Source records
-- Opening Marker --

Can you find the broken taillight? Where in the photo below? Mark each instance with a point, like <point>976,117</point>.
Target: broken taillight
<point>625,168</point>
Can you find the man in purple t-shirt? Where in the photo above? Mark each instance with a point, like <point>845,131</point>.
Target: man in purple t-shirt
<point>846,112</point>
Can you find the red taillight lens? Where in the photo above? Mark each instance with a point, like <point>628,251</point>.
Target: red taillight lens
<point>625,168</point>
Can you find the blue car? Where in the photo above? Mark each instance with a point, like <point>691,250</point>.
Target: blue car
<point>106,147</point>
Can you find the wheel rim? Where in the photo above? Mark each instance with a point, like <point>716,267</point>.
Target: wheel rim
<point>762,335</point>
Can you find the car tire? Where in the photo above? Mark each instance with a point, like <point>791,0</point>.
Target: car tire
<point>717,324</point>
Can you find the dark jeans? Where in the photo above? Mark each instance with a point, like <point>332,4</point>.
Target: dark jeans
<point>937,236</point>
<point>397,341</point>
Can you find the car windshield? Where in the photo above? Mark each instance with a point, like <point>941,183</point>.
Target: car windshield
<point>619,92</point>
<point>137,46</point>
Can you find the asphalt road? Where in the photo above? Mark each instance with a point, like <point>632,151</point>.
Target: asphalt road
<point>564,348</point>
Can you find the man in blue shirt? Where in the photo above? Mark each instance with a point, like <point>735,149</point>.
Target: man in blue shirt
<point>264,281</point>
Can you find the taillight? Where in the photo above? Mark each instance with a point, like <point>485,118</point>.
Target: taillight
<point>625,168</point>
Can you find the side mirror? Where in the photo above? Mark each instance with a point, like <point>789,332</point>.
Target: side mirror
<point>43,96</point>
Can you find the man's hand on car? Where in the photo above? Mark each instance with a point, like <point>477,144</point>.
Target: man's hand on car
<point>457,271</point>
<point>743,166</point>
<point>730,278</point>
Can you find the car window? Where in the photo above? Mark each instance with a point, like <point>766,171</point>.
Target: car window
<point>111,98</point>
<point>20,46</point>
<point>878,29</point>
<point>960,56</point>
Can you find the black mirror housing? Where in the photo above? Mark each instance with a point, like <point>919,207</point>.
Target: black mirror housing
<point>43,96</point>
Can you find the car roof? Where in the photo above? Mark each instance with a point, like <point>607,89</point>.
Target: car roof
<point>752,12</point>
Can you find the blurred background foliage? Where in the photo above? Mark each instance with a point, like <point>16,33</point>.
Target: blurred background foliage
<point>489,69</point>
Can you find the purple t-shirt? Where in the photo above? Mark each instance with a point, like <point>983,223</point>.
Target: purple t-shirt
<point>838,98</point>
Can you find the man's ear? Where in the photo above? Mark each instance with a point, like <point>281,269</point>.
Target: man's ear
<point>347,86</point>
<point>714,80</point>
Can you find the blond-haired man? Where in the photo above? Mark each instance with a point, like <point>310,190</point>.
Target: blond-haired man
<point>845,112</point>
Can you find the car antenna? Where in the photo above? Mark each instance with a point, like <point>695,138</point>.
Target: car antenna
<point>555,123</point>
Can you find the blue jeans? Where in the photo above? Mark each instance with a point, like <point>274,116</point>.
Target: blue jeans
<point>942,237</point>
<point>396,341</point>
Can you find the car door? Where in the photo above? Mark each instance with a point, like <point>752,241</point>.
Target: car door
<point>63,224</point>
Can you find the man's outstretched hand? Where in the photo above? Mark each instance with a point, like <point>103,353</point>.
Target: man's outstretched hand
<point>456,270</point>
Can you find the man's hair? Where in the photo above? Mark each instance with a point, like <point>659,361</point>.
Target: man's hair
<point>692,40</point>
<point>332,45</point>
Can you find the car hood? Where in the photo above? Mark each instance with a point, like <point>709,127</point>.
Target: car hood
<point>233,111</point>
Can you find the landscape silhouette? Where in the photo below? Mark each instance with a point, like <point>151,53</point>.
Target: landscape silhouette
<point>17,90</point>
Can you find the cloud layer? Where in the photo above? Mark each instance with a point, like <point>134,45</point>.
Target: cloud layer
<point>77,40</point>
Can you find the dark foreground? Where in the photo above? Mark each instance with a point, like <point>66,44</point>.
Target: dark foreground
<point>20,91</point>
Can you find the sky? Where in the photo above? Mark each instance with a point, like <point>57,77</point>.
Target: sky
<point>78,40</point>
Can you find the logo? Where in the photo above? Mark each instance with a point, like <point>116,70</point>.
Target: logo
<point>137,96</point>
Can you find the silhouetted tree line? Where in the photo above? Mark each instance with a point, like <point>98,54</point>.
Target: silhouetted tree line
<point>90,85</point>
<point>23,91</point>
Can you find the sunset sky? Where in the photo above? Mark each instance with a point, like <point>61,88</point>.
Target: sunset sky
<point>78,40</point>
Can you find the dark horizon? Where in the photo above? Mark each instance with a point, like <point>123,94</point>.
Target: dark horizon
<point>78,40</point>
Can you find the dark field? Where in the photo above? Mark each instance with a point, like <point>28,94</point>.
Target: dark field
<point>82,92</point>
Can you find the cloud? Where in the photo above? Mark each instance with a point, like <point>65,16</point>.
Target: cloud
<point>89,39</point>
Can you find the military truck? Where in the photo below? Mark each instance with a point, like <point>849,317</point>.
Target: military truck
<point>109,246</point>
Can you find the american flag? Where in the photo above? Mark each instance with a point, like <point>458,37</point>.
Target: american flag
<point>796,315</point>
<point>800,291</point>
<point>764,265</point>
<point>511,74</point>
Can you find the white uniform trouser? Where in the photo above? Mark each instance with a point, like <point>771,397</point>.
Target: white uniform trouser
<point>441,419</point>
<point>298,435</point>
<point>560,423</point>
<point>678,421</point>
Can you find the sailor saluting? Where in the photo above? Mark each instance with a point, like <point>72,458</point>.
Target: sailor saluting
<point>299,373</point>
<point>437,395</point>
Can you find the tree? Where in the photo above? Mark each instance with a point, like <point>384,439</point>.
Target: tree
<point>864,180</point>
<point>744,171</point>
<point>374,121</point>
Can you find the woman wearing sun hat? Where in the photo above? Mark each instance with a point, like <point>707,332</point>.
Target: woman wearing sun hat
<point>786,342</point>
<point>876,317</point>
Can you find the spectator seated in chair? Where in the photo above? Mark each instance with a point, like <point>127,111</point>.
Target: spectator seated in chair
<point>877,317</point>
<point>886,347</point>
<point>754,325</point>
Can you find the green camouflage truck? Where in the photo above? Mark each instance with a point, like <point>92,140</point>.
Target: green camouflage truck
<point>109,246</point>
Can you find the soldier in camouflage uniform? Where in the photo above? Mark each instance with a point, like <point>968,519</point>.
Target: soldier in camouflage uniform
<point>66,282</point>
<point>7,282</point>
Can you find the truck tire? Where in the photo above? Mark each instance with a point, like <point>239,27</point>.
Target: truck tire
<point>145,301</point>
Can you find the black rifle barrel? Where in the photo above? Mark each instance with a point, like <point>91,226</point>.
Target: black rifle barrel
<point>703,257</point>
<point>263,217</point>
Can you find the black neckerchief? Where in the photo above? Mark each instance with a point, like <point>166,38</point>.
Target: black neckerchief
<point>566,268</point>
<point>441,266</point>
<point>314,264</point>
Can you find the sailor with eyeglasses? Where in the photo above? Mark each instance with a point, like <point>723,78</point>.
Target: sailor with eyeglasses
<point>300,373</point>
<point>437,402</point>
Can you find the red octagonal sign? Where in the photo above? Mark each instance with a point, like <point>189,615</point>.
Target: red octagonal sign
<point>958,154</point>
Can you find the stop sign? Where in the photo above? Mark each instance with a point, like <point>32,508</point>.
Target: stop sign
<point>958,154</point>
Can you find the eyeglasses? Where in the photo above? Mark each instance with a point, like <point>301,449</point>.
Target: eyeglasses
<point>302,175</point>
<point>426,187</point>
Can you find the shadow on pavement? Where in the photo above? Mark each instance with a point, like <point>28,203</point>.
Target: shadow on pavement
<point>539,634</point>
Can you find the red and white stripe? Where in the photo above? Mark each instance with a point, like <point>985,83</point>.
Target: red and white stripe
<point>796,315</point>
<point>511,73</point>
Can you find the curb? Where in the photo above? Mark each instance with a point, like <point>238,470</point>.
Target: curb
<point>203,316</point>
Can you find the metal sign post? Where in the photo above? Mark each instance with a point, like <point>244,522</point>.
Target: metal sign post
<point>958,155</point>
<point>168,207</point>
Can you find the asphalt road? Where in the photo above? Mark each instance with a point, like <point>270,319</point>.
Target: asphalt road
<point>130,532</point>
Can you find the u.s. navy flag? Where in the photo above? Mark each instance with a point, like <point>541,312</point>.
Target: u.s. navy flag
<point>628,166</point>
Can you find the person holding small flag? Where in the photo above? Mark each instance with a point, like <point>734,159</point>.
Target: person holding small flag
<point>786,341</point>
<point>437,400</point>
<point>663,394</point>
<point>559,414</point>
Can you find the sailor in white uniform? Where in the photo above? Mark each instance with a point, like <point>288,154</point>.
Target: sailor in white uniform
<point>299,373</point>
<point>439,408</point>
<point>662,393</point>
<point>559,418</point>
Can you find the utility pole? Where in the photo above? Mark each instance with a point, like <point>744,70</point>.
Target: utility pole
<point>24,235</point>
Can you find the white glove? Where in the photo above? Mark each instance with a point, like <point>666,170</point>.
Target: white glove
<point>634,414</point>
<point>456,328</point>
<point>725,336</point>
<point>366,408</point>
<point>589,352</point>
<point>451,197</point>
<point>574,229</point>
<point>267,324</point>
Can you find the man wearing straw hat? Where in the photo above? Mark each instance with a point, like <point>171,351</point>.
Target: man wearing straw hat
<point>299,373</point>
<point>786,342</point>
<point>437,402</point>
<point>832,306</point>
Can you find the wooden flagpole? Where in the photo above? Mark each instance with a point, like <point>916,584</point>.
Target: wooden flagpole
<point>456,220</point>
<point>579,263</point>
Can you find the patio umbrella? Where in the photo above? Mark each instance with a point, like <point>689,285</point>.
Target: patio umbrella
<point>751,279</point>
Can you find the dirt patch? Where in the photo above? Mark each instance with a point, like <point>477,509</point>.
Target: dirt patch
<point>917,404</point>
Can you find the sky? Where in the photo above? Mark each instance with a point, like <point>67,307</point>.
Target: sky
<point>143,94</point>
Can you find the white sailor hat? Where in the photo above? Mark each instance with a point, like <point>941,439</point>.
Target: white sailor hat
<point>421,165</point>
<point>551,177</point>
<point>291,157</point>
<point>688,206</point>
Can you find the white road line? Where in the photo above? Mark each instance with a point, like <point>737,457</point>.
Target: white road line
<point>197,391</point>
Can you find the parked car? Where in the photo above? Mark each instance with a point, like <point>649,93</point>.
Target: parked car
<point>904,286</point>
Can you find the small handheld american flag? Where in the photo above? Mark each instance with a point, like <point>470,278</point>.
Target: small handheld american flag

-- Closing Marker --

● **AIM OF THE TASK**: With "below" as the string to match, show every line of the entries above that has it.

● **ANSWER SECTION**:
Can you find the broken taillight? Where in the photo below? Mark each instance with a point, like <point>976,117</point>.
Can you find the landscape silhouette? Where in the photo below? Mark each instance with a point, like <point>151,53</point>.
Can you find the military truck? Where in the photo below? Mark each instance with a point, like <point>849,317</point>.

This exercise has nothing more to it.